■ **Document segment**:
# Import Modules

In [1]:
import torch
import pandas as pd
import numpy as np
import torch.nn as nn
from sklearn.linear_model import LogisticRegression

# Import the Data

In [2]:
def interpolation(df):
    col_to_avg = list(df.columns) #Start with keeping all the columns as columns to use an average interpolation on
    for k in range(len(list(df.columns))):
        if list(df.columns)[k].startswith(('discrete', 'label')): #Remove label and discrete columns from col_to_avg
            col_to_avg.remove(list(df.columns)[k])
    
    df_with_avg = df[col_to_avg].fillna(df[col_to_avg].mean()) #Interpolate nan columns for all continuous-valued columns with average
    
    col_to_zero = list(df.columns)
    for k in range(len(list(df.columns))):
        if not list(df.columns)[k].startswith(('discrete', 'label')): #Remove all columns except label and discrete
            col_to_zero.remove(list(df.columns)[k])

Pointing dataset records:

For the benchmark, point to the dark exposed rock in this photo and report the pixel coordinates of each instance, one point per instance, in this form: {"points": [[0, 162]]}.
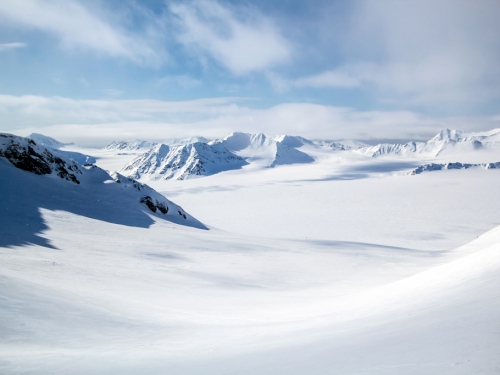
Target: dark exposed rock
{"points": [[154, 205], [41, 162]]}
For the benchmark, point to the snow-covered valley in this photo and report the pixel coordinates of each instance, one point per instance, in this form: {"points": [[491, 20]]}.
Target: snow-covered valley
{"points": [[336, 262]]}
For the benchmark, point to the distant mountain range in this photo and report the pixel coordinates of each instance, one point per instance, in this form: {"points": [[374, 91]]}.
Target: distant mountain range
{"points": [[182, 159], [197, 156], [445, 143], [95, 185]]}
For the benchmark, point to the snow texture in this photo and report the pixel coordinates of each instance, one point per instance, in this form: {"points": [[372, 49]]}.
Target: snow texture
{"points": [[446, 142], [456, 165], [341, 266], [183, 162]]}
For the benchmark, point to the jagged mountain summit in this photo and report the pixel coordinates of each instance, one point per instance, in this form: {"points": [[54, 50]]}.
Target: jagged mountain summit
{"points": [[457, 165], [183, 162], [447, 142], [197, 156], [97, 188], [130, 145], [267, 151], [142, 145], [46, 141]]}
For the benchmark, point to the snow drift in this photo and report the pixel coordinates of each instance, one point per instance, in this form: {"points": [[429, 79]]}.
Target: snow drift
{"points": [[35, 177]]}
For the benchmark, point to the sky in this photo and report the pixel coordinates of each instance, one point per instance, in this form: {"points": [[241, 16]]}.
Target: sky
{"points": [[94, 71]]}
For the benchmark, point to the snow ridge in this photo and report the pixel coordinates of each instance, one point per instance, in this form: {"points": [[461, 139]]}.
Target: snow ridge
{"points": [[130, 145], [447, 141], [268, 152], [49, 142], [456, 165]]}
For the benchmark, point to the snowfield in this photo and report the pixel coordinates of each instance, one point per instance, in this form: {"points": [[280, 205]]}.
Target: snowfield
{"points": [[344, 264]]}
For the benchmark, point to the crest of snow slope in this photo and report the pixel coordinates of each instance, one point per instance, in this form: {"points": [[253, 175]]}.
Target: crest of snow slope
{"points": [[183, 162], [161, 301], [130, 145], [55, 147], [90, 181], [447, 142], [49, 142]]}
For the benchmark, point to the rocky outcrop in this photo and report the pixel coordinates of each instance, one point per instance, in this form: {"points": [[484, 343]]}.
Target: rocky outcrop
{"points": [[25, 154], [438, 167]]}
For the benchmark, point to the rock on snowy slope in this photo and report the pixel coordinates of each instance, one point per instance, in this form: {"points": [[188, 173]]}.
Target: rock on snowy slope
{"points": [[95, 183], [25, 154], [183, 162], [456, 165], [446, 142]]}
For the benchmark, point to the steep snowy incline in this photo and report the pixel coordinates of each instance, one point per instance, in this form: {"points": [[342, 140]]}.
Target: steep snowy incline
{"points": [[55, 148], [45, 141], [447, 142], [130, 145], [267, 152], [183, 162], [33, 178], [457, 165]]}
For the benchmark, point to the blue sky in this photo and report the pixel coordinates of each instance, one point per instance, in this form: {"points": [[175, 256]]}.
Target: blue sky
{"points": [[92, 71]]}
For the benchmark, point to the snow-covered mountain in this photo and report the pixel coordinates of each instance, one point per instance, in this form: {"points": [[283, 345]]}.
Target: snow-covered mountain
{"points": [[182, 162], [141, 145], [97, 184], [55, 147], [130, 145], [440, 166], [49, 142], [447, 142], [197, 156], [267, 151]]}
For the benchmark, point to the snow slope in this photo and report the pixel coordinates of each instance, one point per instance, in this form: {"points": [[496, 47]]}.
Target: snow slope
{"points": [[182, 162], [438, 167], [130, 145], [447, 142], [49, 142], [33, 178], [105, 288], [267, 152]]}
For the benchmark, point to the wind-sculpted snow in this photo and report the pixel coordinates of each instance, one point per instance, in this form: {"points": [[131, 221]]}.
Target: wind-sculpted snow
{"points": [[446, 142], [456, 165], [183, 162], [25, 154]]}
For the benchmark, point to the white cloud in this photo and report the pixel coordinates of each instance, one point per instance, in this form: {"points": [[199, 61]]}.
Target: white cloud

■ **Direction 1**:
Write out every import statement in the notebook, one per line.
■ **Direction 2**:
Duplicate the stretch of the notebook from "# Import the" through "col_to_avg.remove(list(df.columns)[k])".
■ **Direction 3**:
Go on with the interpolation code in the notebook, picking up after its last line.

■ **Task response 1**:
import torch
import pandas as pd
import numpy as np
import torch.nn as nn
from sklearn.linear_model import LogisticRegression

■ **Task response 2**:
# Import the Data

In [2]:
def interpolation(df):
    col_to_avg = list(df.columns) #Start with keeping all the columns as columns to use an average interpolation on
    for k in range(len(list(df.columns))):
        if list(df.columns)[k].startswith(('discrete', 'label')): #Remove label and discrete columns from col_to_avg
            col_to_avg.remove(list(df.columns)[k])

■ **Task response 3**:
    
    df_with_zero = df[col_to_zero].fillna(0) #Interpolate nan values for label and discrete columns with 0
    
    return pd.concat([df_with_avg, df_with_zero], axis = 1)


data = pd.read_csv('../aggregated_data/aggregated_data.csv')

X = data.iloc[:,1:27]
y = data[['label:SITTING']]

#Get training data
X_sit = X[y['label:SITTING'] == 1]
X_sit = interpolation(X_sit)
X_sit = X_sit.values

X_not_sit  = X[y['label:SITTING'] == 0]
X_not_sit = interpolation(X_not_sit)
X_not_sit = X_not_sit.values

# Prepare Data

In [3]:
train_sample = 10000

test_sample = 2000

#Sample from real sitting data
index_choice = np.random.choice(len(X_sit), int(train_sample/2), replace=False)
X_sit_sample = X_sit[index_choice]
y_sit_sample = np.ones(int(train_sample/2))

#Sample from real non sitting data
index_choice = np.random.choice(len(X_not_sit), int(train_sample/2), replace=False)
X_not_sit_sample = X_not_sit[index_choice]
y_not_sit_sample = np.zeros(int(train_sample/2))

# Get testing data
index_choice = np.random.choice(len(X_sit), test_sample, replace=False)
X_test = X_sit[index_choice]
y_test = np.ones(test_sample)

#Concatenate to make train set
X_train = np.concatenate((X_sit_sample, X_not_sit_sample), axis = 0)
y_train = np.concatenate((y_sit_sample, y_not_sit_sample), axis = 0)

#Shuffle in unison
shuffler = np.random.permutation(len(X_train))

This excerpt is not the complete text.